### Goal of the exercise
The entries should be given again so that each one matches the original exactly.

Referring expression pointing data
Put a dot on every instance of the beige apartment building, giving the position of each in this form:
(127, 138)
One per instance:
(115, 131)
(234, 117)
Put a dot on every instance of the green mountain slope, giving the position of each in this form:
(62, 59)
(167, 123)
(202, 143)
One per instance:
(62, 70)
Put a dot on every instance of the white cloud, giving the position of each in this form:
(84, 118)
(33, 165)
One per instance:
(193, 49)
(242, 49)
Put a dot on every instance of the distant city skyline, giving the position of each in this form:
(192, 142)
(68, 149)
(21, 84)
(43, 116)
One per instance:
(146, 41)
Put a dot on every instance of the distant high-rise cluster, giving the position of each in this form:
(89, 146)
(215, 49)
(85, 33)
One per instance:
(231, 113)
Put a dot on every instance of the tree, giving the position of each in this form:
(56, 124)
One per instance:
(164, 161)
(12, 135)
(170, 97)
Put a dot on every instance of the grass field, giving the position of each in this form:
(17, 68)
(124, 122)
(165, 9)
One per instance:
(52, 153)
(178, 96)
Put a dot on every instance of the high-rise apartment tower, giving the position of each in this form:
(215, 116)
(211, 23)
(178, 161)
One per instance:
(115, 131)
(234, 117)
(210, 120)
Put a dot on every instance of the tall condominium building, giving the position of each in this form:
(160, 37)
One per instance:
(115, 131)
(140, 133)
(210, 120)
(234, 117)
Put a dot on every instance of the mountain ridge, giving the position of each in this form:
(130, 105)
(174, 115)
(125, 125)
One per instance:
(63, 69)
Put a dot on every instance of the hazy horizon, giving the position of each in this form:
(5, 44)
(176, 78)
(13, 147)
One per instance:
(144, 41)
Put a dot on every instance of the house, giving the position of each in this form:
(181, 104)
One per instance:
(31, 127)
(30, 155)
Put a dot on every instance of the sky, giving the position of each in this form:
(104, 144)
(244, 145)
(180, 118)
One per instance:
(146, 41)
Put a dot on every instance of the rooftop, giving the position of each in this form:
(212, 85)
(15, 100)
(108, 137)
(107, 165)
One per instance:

### Task solution
Put a dot on every instance of the beige apartment building, giving the position of each in this form:
(127, 138)
One per instance:
(115, 131)
(234, 117)
Put a dot on every instance of the green mountain slope, giving the position of each in this form:
(62, 59)
(167, 123)
(202, 143)
One per instance:
(62, 70)
Put a dot on every instance of the white cloud, giving the position of each in this form:
(84, 118)
(33, 165)
One per instance:
(193, 49)
(242, 49)
Put a dot on every instance of the distant city skyline, giving the position of each in this form:
(192, 142)
(68, 149)
(21, 84)
(43, 116)
One per instance:
(146, 41)
Put a dot on every instance of the distant high-rise cluster, giving the position of each in this form:
(89, 146)
(215, 49)
(85, 33)
One per instance:
(231, 113)
Put a dot on every instance of the tree, giving the position of each in this form:
(56, 124)
One per instance:
(164, 161)
(12, 135)
(170, 97)
Put a dot on every instance of the grass field, giving the position of each in this form:
(17, 68)
(124, 122)
(165, 9)
One per instance:
(52, 153)
(178, 96)
Put a dot on every instance of the high-rise apartment tower, giving the position of each in this form:
(215, 116)
(211, 23)
(178, 161)
One per instance:
(115, 131)
(234, 117)
(210, 120)
Put a dot on every instance of the tall condominium building, giving the position of each in this form:
(160, 37)
One per instance:
(115, 131)
(140, 133)
(210, 120)
(234, 117)
Put a dot on every instance of the mountain ridge, giving the position of each in this form:
(130, 105)
(174, 115)
(125, 125)
One per instance:
(63, 69)
Put a dot on every instance of the hazy horizon, giving the position of each in this form:
(5, 44)
(176, 78)
(13, 147)
One per instance:
(144, 41)
Put a dot on every instance of the house, giving the position of each in this form:
(181, 104)
One per instance:
(31, 127)
(30, 155)
Put a dot on every instance of the sky, giving the position of each in this form:
(104, 144)
(244, 145)
(180, 118)
One per instance:
(146, 41)
Put a dot on every instance of the rooftop, giving the position of each in this form:
(212, 85)
(15, 100)
(108, 137)
(107, 165)
One per instance:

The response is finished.